Kurze Übung
Bearbeite den Textauszug über die Olympischen Spiele in Pyeongchang: Gib ihn beginnend bei „In der Küstenstadt“ und endend bei „Steinwurf entfernt ist.“ wieder und setze dabei „Eishalle“ an die Stelle von „Eisarena“.

Textauszug
▶

Von Südkoreas linksliberaler Regierung wurden die sportdiplomatischen Avancen des Nordens gern gesehen. Präsident Moon Jae-in spricht gar von symbolischen „Friedensspielen“ in Pyeongchang, die einen historischen Wendepunkt auf der koreanischen Halbinsel darstellen könnten.

Die südkoreanische Bevölkerung zeigt sich allerdings gespalten. Laut einer Umfrage von Ende Januar begrüßen nur 40 Prozent aller Befragten, dass die Athleten des geteilten Landes unter derselben Flagge einlaufen. Die US-amerikanische Trainerin des Eishockeyfrauen, Sarah Murray, sprach gar von einem „unvermeidlichen Schaden“, den ihre Spielerinnen nehmen werden: Viele von ihnen hätten jahrelang darauf hingearbeitet, in ihrem Heimatland bei den Olympischen Spielen aufs Eis zu laufen. Dass sie nun für nordkoreanische Athletinnen möglicherweise auf der Reservebank Platz nehmen müssen, verärgere die meisten im Team.

In der Küstenstadt Gangneung werden die Athleten nun gemeinsame Spiele in der neu gebauten Eisarena bestreiten. Der futuristische Rundbau ragt weit sichtbar aus der von Kieferbäumen gesäumten Landschaft empor. Neue Apartmenthäuser säumen die noch leeren Straßen, von der Ferne aus betrachtet muten sie wie graue, gleichförmige Dominosteine an. Salzige Luft kündet vom Ostmeer, das nur einen Steinwurf entfernt ist.

Ein symbolischer Ort für die sportliche Wiederbegegnung

Es ist ein symbolischer Ort für die sportliche Wiederbegegnung der zwei Koreas: Im September 1996 ging nahe Gangneung ein nordkoreanisches Spionage-U-Boot auf Grund, das versucht hatte, südkoreanische Militärbasen zu infiltrieren. Die Besatzung musste an Land flüchten; eine 49-tägige Verfolgungsjagd folgte, bei der am Ende zwölf Nordkoreaner und acht Südkoreaner ums Leben kamen. Selten schien ein Krieg auf der koreanischen Halbinsel wahrscheinlicher als in jenen Tagen.

◀

Aufgelistete Daten
▶

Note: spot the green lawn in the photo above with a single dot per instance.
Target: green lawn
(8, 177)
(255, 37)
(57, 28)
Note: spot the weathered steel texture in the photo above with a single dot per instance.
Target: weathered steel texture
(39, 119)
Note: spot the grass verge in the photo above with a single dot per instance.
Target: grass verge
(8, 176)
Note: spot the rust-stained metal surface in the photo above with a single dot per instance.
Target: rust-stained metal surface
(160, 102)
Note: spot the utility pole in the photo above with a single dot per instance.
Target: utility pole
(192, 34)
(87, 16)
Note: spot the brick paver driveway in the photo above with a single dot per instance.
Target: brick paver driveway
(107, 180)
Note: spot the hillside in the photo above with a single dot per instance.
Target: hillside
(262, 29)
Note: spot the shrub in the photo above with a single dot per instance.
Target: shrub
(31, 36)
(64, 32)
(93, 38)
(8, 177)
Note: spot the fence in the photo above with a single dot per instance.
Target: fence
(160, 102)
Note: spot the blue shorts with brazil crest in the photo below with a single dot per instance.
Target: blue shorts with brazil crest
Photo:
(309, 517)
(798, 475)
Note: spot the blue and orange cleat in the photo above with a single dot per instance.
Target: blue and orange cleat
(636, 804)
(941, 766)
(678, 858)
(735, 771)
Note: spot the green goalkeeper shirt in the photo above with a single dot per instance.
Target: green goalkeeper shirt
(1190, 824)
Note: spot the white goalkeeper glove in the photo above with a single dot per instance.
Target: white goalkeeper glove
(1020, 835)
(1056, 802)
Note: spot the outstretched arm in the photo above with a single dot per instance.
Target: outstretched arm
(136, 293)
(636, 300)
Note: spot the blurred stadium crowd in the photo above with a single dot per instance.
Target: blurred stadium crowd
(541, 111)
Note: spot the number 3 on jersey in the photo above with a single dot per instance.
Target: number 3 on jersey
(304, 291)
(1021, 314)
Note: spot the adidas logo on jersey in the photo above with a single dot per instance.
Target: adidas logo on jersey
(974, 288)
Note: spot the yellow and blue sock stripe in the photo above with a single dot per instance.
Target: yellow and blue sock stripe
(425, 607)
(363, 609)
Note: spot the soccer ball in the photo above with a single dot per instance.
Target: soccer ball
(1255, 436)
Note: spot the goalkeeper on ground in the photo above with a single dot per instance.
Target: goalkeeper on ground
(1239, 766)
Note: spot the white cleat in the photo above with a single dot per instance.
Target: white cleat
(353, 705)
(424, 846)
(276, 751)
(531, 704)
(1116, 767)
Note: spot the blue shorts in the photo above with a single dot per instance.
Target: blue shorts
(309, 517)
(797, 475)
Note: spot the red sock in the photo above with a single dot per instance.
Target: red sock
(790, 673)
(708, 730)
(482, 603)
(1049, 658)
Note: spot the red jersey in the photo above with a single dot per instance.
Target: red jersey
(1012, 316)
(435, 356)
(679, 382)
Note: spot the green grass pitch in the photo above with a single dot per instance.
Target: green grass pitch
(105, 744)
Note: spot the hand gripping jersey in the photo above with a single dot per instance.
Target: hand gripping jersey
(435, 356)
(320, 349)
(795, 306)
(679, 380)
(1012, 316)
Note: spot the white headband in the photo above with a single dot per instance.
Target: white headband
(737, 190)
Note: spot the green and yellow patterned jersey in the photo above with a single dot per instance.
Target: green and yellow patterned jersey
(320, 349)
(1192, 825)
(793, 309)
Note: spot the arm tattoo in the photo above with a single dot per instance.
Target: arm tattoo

◀

Lösung zur Aufgabe
In der Küstenstadt Gangneung werden die Athleten nun gemeinsame Spiele in der neu gebauten Eishalle bestreiten. Der futuristische Rundbau ragt weit sichtbar aus der von Kieferbäumen gesäumten Landschaft empor. Neue Apartmenthäuser säumen die noch leeren Straßen, von der Ferne aus betrachtet muten sie wie graue, gleichförmige Dominosteine an. Salzige Luft kündet vom Ostmeer, das nur einen Steinwurf entfernt ist.